Entries provided
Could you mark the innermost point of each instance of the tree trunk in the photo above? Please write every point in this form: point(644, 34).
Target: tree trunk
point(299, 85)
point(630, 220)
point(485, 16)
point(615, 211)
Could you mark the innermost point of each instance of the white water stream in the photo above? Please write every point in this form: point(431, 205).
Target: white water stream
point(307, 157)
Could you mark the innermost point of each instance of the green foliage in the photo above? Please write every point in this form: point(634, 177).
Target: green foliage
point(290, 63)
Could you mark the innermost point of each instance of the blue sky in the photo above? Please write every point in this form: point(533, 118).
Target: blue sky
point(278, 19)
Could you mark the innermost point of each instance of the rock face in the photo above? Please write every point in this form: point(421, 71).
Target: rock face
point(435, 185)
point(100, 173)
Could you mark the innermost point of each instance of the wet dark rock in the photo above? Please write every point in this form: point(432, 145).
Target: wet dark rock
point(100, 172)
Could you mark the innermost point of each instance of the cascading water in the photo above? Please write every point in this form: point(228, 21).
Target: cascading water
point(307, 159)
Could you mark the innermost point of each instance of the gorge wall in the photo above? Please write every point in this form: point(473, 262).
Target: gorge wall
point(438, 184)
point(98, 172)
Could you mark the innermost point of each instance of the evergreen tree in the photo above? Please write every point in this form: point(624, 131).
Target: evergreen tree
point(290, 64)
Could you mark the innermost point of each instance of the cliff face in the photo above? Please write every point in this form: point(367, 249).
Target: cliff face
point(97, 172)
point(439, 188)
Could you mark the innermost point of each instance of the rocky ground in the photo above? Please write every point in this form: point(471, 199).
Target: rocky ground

To be done
Transcribe the material above in its entirety. Match it exactly.

Output for this task
Could you mark the innermost point of each instance of the tree trunk in the photo above? Please write every point in this form: point(644, 34).
Target: tree trunk
point(299, 85)
point(630, 220)
point(485, 16)
point(615, 211)
Could you mark the innermost point of each instance of the white water stream in the photo above? Please write every point in this form: point(431, 205).
Target: white water stream
point(307, 157)
Could you mark the innermost point of each instance of the green foliage in the photo above? Please write every point in this form: point(634, 177).
Target: green foliage
point(290, 63)
Could you mark the innermost point of each instance of the blue sky in the photo above? Please write every point in this form: point(533, 118).
Target: blue sky
point(278, 19)
Could you mark the innermost point of each instance of the rock face in the photo above? Please write every point in this form: point(421, 71).
Target: rock face
point(435, 185)
point(100, 173)
Could you mark the innermost point of each instance of the wet dark rock in the photo above? Please write every point in this form: point(432, 145).
Target: wet dark rock
point(100, 172)
Could you mark the innermost point of each instance of the cascading water in the photo above? Please write every point in this form: point(228, 21).
Target: cascading water
point(307, 159)
Could you mark the innermost point of each instance of the gorge wall in the photo above? Please write every point in this form: point(473, 262).
Target: gorge wall
point(438, 184)
point(98, 172)
Could you mark the innermost point of each instance of the evergreen tree in the photo above? Please write every point in this form: point(624, 131).
Target: evergreen tree
point(290, 64)
Could you mark the innermost point of each instance of the cliff face in the photo above? Please write every point in this form: point(367, 249).
Target: cliff face
point(97, 172)
point(439, 188)
Could you mark the innermost point of each instance of the rocky ground in the photo above? Please write every point in this form: point(471, 199).
Target: rocky ground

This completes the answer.